▸ **WORK ORDER**:
All of the entries must be duplicated exactly.
_____
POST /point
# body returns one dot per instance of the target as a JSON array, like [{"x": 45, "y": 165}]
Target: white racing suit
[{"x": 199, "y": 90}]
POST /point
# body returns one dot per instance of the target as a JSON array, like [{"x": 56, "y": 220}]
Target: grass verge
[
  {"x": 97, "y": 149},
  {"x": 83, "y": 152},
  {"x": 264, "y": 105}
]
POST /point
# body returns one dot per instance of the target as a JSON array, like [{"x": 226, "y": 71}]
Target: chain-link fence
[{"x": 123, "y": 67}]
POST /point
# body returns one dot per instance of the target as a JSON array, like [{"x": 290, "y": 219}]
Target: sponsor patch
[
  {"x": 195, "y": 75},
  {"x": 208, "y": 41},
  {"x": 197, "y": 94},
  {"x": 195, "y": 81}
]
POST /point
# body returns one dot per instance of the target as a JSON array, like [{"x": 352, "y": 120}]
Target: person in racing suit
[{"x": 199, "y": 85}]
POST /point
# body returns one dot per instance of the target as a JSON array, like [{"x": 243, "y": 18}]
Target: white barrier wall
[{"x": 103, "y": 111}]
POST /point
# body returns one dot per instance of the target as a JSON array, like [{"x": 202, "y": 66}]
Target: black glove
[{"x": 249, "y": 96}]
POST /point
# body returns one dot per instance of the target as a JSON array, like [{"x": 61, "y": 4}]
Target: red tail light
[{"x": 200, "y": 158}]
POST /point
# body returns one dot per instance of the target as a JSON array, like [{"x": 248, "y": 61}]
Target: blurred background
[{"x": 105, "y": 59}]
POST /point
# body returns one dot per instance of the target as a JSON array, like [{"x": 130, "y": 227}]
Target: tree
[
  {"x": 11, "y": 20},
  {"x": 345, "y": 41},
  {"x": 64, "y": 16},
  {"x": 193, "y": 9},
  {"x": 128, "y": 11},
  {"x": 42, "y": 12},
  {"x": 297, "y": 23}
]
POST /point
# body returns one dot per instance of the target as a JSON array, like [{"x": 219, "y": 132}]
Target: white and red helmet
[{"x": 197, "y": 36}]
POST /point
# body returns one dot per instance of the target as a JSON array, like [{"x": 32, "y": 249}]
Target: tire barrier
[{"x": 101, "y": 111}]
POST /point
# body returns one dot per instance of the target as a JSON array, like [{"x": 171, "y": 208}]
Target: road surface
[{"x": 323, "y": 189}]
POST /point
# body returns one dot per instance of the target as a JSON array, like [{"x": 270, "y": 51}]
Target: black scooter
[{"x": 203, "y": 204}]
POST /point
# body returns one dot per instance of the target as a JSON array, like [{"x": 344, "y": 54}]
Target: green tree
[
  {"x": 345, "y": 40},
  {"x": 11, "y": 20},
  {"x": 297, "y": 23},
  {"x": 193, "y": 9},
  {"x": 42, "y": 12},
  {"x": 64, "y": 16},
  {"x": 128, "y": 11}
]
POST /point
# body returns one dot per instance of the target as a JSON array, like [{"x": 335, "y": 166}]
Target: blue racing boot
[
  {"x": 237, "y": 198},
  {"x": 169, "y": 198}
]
_____
▸ **FINISHED TASK**:
POST /point
# body returns one dot per instance of the target as a JSON array, like [{"x": 45, "y": 165}]
Target: white racing suit
[{"x": 199, "y": 90}]
POST /point
# body returns one dot per instance of the target as a JSON array, like [{"x": 56, "y": 220}]
Target: grass verge
[
  {"x": 97, "y": 149},
  {"x": 83, "y": 152},
  {"x": 264, "y": 105}
]
POST /point
# body returns one dot per instance of the target as a JSON array, like [{"x": 226, "y": 71}]
Target: chain-link fence
[{"x": 123, "y": 67}]
POST /point
# body returns one dot per instance of the target as a JSON array, like [{"x": 290, "y": 219}]
Target: sponsor patch
[
  {"x": 195, "y": 75},
  {"x": 208, "y": 41},
  {"x": 197, "y": 94},
  {"x": 195, "y": 81}
]
POST /point
# body returns one dot per instance of the target as a JSON array, like [{"x": 352, "y": 120}]
Target: person in racing suit
[{"x": 199, "y": 85}]
POST /point
# body returns one dot per instance of the target as a JSON array, like [{"x": 243, "y": 18}]
Target: white barrier wall
[{"x": 103, "y": 111}]
POST /point
# body returns one dot per instance of the target as a JSON array, like [{"x": 202, "y": 66}]
Target: black glove
[{"x": 249, "y": 96}]
POST /point
# body returns one dot per instance of the target as a JSON array, like [{"x": 61, "y": 4}]
Target: red tail light
[{"x": 200, "y": 158}]
POST /point
# body returns one dot per instance of the target as a JSON array, like [{"x": 248, "y": 61}]
Target: blurred background
[{"x": 105, "y": 59}]
POST /point
# body returns one dot per instance of the target as a JSON array, like [{"x": 130, "y": 227}]
Target: tree
[
  {"x": 11, "y": 20},
  {"x": 345, "y": 41},
  {"x": 64, "y": 16},
  {"x": 193, "y": 9},
  {"x": 128, "y": 11},
  {"x": 42, "y": 12},
  {"x": 297, "y": 23}
]
POST /point
# body returns one dot per instance of the target as a JSON array, like [{"x": 219, "y": 132}]
Target: white and red helmet
[{"x": 197, "y": 36}]
POST /point
# body returns one dot per instance of the target as a JSON array, like [{"x": 32, "y": 249}]
Target: tire barrier
[{"x": 101, "y": 111}]
POST /point
# body returns one dot per instance of the target as a JSON array, like [{"x": 171, "y": 208}]
Target: road surface
[{"x": 323, "y": 189}]
POST /point
# body returns one dot per instance of the target as a JSON array, like [{"x": 270, "y": 51}]
Target: black scooter
[{"x": 203, "y": 204}]
POST /point
# body returns one dot per instance of the target as a JSON array, like [{"x": 344, "y": 54}]
Target: green tree
[
  {"x": 345, "y": 40},
  {"x": 11, "y": 20},
  {"x": 297, "y": 23},
  {"x": 193, "y": 9},
  {"x": 42, "y": 12},
  {"x": 64, "y": 16},
  {"x": 128, "y": 11}
]
POST /point
# body returns one dot per instance of the target as a JSON array, like [{"x": 335, "y": 166}]
Target: blue racing boot
[
  {"x": 237, "y": 198},
  {"x": 169, "y": 198}
]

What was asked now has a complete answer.